Referring expression data
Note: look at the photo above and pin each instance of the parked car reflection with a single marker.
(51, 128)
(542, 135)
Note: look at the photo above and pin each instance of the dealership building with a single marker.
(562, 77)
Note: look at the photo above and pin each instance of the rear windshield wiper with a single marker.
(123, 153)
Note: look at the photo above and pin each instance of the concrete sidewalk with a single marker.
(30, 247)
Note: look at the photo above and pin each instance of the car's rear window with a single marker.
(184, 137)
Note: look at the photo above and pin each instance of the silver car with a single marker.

What is required: Set down each record above without changing a single word.

Answer:
Note: look at the photo above and pin each instance of the parked car reflection with a single marker.
(51, 128)
(542, 135)
Note: look at the photo above and pin each instance of the dealership building with a single marker.
(562, 77)
Note: look at the photo above and pin each instance of the rear windshield wiper with a single marker.
(123, 153)
Note: look at the photo above and pin each instance of the concrete sidewalk with a single marker.
(30, 247)
Note: look at the photo above and pin each instance of the car's rear window with a single marker.
(184, 137)
Note: look at the photo above and pin each instance of the silver car with a single marker.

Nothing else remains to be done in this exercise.